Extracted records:
========================

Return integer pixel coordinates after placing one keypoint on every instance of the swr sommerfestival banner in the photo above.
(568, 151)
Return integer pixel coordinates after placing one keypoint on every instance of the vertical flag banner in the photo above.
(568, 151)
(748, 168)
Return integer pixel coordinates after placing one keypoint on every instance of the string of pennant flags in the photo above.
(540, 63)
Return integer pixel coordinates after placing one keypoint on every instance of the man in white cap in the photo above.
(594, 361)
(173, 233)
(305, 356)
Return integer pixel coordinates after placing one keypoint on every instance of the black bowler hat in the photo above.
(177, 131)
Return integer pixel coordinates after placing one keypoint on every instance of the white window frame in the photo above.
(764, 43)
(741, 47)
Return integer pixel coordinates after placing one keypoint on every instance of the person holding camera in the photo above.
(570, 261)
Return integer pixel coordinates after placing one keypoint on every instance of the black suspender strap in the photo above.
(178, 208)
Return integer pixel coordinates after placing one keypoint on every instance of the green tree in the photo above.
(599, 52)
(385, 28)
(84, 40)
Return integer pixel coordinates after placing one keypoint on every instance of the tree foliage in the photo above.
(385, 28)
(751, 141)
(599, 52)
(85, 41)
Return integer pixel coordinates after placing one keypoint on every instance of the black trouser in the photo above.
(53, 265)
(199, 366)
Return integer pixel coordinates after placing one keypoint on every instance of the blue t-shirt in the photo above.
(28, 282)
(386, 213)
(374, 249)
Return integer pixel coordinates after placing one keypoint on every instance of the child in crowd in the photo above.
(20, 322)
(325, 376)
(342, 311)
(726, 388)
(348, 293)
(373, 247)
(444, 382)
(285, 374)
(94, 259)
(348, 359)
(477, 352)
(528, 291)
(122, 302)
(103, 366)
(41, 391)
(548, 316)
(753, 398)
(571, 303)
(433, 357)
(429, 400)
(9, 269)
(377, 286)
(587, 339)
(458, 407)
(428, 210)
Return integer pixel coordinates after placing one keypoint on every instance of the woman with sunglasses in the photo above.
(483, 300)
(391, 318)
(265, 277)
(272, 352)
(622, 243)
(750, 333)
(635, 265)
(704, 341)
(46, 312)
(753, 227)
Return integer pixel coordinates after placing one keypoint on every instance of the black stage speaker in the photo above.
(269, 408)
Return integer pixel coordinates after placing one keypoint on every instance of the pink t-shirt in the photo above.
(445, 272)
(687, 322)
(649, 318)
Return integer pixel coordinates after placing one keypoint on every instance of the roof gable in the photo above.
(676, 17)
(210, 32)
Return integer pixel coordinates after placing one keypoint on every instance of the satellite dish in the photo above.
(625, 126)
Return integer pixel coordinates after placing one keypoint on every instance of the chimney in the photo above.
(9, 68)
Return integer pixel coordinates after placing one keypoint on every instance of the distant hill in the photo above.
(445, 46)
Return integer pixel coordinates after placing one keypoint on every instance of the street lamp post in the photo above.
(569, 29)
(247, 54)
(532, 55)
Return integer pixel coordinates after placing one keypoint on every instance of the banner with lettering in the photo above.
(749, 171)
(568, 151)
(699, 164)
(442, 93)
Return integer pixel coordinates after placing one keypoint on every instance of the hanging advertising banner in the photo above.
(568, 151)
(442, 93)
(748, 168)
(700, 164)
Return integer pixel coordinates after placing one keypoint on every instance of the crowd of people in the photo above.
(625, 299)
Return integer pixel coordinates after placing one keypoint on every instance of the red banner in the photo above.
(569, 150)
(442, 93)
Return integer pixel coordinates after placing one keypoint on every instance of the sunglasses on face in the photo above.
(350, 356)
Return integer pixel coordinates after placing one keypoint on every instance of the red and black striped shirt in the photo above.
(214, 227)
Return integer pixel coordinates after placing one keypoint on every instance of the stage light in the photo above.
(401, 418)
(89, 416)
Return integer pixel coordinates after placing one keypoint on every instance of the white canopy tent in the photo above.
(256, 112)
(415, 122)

========================

**What is needed**
The entries above should be repeated exactly, every one of them.

**Final result**
Return integer pixel coordinates after placing one keypoint on every instance of the swr sommerfestival banner in the photo above.
(568, 151)
Return integer pixel coordinates after placing one keypoint on every instance of the vertical flag banner in the photo above.
(568, 151)
(748, 168)
Return integer pixel coordinates after placing one keypoint on every instance of the string of pennant flags in the photo above.
(540, 63)
Return integer pixel coordinates after placing one keypoint on every instance of the man in white cap in the photo above.
(594, 361)
(173, 233)
(305, 356)
Return integer pixel coordinates after placing one keypoint on every instance of the black bowler hat in the photo above.
(177, 131)
Return integer pixel coordinates after placing one keypoint on every instance of the white window frame in the photo above.
(764, 43)
(741, 47)
Return integer pixel coordinates after placing one keypoint on every instance of the person holding camera in the photo above.
(570, 261)
Return integer pixel coordinates after placing one keypoint on every instance of the black suspender strap in the photo above.
(178, 208)
Return integer pixel coordinates after placing one keypoint on every instance of the green tree in the photo above.
(599, 52)
(385, 28)
(84, 40)
Return integer pixel coordinates after placing one keypoint on every instance of the tree foliage in the photo above.
(385, 28)
(751, 141)
(599, 52)
(85, 41)
Return integer pixel coordinates after placing one keypoint on every instance of the black trouser in the photo above.
(53, 265)
(199, 366)
Return integer pixel coordinates after placing one keypoint on every instance of the blue t-shirt in the photo above.
(28, 282)
(386, 213)
(374, 249)
Return integer pixel coordinates after placing one keypoint on every instance of the child in crowd in the photo above.
(20, 322)
(325, 376)
(342, 311)
(726, 388)
(348, 293)
(373, 247)
(444, 382)
(285, 374)
(94, 259)
(348, 359)
(477, 352)
(528, 291)
(122, 302)
(103, 366)
(41, 391)
(548, 316)
(753, 398)
(571, 303)
(433, 357)
(429, 400)
(9, 269)
(377, 286)
(587, 339)
(458, 407)
(428, 210)
Return integer pixel coordinates after placing one keypoint on every instance of the woman with sunglasses in the photo above.
(483, 300)
(391, 318)
(265, 277)
(272, 352)
(622, 243)
(750, 333)
(635, 265)
(704, 341)
(46, 312)
(753, 227)
Return integer pixel coordinates after placing one keypoint on every instance of the black stage speaker in the photo above.
(269, 408)
Return integer pixel coordinates after placing one keypoint on every instance of the pink t-shirt in the photo above.
(445, 272)
(687, 322)
(649, 318)
Return integer pixel coordinates after placing one keypoint on every instance of the roof gable in the photo above.
(676, 17)
(210, 32)
Return integer pixel coordinates after placing one keypoint on every instance of the satellite dish in the photo above.
(625, 126)
Return integer pixel coordinates after placing one keypoint on every instance of the chimney in the photo above.
(9, 68)
Return integer pixel coordinates after placing one keypoint on every instance of the distant hill in the photo above.
(445, 46)
Return integer pixel coordinates after placing one keypoint on every instance of the street lamp post in the photo above.
(569, 29)
(247, 54)
(532, 55)
Return integer pixel coordinates after placing one keypoint on every instance of the banner with lettering in the photo above.
(749, 171)
(568, 151)
(699, 164)
(442, 93)
Return integer pixel coordinates after placing one keypoint on every instance of the hanging advertising banner in the photo above.
(568, 151)
(442, 93)
(748, 168)
(700, 164)
Return integer pixel coordinates after placing one keypoint on every instance of the crowd of people in the photo above.
(625, 299)
Return integer pixel coordinates after placing one keypoint on every instance of the red banner in the photo above.
(569, 150)
(442, 93)
Return integer pixel coordinates after placing one keypoint on every instance of the sunglasses on face in the photo above.
(350, 356)
Return integer pixel coordinates after placing one keypoint on every instance of the red and black striped shirt in the photo above.
(214, 227)
Return integer pixel coordinates after placing one keypoint on every instance of the stage light in the photo above.
(401, 418)
(89, 416)
Return integer pixel coordinates after placing one keypoint on every instance of the white canopy tent in the photo above.
(256, 112)
(415, 122)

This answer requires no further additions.